───── DATASET ENTRIES

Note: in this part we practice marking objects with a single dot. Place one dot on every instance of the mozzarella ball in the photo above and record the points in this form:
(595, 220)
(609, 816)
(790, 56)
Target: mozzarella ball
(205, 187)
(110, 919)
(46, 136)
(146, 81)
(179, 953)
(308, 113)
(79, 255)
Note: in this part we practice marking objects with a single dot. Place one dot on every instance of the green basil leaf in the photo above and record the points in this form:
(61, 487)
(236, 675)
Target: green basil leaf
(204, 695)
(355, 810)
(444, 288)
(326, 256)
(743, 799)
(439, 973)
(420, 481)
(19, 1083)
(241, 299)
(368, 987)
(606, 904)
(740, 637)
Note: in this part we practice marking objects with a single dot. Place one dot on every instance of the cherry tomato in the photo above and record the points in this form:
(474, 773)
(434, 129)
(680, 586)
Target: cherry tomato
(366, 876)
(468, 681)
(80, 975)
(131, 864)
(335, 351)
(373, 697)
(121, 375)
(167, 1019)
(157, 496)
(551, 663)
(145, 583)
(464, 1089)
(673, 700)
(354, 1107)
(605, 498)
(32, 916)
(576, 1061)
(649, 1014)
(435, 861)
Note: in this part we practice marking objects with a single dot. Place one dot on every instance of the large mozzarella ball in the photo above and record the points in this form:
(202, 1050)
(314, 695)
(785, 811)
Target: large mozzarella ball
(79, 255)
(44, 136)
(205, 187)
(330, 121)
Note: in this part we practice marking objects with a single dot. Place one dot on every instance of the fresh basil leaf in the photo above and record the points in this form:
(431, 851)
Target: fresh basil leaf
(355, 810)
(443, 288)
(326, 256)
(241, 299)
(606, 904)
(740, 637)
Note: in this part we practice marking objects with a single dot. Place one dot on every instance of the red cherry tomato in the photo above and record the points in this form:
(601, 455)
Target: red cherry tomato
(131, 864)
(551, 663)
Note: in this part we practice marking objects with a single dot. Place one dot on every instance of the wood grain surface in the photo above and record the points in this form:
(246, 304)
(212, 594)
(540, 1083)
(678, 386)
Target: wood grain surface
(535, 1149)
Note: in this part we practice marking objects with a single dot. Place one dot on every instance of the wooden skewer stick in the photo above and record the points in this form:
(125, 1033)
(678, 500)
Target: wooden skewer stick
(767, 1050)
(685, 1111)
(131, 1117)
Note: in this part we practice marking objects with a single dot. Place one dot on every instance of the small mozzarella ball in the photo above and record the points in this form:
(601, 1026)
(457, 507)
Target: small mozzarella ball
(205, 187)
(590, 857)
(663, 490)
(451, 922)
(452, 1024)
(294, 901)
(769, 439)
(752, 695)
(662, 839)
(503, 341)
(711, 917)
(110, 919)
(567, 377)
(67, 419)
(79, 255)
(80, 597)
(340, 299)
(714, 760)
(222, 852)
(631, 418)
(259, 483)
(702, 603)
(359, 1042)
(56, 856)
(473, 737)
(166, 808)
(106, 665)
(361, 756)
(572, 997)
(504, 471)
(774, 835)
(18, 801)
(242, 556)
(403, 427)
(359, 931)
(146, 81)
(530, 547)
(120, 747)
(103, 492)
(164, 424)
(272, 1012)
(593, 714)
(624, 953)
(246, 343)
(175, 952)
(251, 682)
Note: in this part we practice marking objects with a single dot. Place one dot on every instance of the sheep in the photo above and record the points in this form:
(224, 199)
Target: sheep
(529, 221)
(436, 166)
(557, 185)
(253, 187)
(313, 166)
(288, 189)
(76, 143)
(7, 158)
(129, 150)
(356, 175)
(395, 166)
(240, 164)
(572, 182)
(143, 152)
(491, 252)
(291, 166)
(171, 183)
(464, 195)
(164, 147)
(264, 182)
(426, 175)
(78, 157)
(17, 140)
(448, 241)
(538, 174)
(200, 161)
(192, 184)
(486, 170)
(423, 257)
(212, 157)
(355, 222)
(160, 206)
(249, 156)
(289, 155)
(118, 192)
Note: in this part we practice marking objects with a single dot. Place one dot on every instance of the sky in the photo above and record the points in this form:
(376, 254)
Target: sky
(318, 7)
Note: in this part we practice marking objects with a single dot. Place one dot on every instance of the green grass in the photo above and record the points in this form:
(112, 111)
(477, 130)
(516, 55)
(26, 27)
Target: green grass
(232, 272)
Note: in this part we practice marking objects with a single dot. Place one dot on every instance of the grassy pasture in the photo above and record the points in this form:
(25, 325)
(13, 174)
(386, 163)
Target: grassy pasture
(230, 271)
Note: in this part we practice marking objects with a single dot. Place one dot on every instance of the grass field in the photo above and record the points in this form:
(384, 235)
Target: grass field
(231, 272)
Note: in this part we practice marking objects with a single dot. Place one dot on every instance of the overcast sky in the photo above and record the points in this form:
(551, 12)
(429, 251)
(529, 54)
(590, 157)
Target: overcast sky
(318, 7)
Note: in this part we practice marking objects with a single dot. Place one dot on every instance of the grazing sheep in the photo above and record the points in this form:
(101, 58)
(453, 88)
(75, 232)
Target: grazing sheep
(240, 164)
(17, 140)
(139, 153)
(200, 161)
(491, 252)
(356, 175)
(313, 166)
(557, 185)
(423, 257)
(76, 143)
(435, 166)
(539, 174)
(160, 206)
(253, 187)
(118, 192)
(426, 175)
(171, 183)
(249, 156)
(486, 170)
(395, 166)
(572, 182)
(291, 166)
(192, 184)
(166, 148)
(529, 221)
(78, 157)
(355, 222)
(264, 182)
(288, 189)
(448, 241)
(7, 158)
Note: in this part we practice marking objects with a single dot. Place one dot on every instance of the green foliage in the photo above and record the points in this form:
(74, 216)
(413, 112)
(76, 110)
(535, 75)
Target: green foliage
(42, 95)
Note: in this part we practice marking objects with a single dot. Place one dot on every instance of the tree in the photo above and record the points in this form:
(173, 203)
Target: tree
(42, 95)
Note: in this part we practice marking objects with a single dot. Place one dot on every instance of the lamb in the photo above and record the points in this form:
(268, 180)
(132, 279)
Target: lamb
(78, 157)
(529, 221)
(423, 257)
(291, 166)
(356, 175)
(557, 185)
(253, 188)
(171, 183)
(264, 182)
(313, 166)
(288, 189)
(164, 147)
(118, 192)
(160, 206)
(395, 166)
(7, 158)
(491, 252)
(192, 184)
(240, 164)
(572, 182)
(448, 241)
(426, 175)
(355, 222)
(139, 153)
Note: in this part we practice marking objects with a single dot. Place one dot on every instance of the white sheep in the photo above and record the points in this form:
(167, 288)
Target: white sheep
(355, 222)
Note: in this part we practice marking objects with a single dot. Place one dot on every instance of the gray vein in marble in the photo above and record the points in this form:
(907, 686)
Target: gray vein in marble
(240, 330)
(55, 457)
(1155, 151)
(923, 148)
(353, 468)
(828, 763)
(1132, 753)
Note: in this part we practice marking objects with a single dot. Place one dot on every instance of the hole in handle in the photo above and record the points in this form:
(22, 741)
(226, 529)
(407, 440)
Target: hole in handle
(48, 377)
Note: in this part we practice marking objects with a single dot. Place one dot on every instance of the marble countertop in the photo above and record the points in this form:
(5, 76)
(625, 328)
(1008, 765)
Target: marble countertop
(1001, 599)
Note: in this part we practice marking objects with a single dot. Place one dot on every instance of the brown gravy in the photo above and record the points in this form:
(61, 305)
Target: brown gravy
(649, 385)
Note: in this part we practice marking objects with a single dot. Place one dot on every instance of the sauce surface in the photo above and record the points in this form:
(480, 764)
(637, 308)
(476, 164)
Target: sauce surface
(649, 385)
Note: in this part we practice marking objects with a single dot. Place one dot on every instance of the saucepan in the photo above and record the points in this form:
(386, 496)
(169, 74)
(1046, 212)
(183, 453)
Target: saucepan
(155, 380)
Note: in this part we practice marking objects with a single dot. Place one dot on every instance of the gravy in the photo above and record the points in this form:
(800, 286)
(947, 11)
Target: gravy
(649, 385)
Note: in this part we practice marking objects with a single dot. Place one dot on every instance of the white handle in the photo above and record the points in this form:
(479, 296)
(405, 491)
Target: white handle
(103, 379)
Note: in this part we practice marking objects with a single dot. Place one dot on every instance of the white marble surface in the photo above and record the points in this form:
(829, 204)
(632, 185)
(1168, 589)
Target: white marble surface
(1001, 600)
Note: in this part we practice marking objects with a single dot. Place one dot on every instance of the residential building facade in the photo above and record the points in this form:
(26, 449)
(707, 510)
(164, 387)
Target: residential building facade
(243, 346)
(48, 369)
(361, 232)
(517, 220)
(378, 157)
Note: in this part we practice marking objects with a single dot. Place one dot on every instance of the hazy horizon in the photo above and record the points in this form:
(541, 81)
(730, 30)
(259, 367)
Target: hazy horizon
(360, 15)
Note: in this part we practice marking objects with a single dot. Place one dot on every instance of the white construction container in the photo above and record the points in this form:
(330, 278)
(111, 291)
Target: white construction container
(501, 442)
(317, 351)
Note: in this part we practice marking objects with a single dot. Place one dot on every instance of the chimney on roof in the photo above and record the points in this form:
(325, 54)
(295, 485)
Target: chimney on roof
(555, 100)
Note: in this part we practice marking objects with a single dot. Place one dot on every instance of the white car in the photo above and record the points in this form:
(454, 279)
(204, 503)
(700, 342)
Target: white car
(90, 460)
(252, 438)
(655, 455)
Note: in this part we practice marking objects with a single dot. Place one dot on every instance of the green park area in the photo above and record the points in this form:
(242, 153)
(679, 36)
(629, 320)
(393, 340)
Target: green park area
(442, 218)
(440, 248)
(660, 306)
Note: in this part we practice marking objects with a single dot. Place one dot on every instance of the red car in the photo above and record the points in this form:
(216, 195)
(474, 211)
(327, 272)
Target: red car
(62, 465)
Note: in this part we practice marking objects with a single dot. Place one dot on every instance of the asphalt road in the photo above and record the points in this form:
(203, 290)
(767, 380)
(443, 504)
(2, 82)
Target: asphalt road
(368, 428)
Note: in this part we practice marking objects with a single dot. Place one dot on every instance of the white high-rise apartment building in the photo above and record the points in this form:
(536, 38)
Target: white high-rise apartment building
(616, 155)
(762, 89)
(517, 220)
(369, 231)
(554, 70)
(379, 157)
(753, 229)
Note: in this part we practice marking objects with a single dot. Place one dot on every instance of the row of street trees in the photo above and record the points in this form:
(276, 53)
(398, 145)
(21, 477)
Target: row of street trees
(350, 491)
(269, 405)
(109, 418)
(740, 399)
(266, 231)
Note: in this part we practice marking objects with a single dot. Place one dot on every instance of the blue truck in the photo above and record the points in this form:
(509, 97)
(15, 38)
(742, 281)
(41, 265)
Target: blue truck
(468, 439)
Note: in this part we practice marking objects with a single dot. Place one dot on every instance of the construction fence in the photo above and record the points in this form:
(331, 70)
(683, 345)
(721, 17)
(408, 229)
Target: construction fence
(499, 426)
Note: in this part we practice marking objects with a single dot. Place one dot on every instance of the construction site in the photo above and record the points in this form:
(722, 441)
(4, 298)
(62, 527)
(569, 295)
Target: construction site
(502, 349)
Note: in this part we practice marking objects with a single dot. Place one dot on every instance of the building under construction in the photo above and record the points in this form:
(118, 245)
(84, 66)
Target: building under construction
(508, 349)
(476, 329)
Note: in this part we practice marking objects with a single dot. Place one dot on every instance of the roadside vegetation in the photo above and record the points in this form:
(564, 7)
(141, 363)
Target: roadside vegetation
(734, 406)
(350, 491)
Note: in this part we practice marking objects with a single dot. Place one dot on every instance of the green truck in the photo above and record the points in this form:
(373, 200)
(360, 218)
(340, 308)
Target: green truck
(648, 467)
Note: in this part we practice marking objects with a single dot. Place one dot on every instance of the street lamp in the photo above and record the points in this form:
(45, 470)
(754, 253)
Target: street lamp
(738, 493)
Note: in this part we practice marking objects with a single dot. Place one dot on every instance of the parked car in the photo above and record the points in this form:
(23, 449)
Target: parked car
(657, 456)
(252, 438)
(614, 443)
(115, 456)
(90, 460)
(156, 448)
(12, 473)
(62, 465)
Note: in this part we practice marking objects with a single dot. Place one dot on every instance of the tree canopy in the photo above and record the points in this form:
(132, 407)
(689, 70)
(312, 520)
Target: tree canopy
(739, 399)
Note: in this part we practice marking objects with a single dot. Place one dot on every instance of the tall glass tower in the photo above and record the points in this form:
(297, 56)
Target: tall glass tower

──────────

• _TASK DIRECTIONS_:
Put the lines of the records from the line containing "the white sheep" up to and including the line containing "(1132, 753)" into a Markdown table, with one row per line and blank lines left out. Use the columns "Row" for the row number and "Text" for the line.

• _RESPONSE TO THE EXERCISE_:
| Row | Text |
|---|---|
| 1 | Note: in this part we practice marking objects with a single dot. Place one dot on every instance of the white sheep in the photo above and record the points in this form: |
| 2 | (167, 288) |
| 3 | Target: white sheep |
| 4 | (355, 222) |
| 5 | Note: in this part we practice marking objects with a single dot. Place one dot on every instance of the gray vein in marble in the photo above and record the points in this form: |
| 6 | (907, 686) |
| 7 | Target: gray vein in marble |
| 8 | (240, 330) |
| 9 | (55, 457) |
| 10 | (1155, 151) |
| 11 | (923, 148) |
| 12 | (353, 468) |
| 13 | (828, 763) |
| 14 | (1132, 753) |